Render the records below as a two-column CSV with the header input,output and one row for each record. Put each record's text under input and its answer under output, each in one quoted field with line breaks replaced by spaces.

# Supplied material
----------

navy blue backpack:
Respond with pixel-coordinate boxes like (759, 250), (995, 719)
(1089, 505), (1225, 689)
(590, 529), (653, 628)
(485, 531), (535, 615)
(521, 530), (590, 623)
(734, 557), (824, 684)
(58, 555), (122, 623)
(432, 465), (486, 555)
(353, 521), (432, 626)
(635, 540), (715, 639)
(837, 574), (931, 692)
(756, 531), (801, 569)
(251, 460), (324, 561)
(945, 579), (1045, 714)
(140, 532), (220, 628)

----------

# Solution
input,output
"navy blue backpack: Respond with pixel-coordinate boxes like (759, 250), (995, 719)","(1089, 505), (1225, 689) (590, 529), (653, 628) (485, 531), (535, 615) (521, 530), (590, 623) (734, 557), (824, 684) (58, 555), (122, 623) (432, 465), (486, 555) (353, 521), (432, 626) (635, 540), (715, 639) (837, 574), (931, 692) (756, 531), (801, 569) (251, 460), (324, 561) (945, 579), (1045, 714) (140, 532), (220, 628)"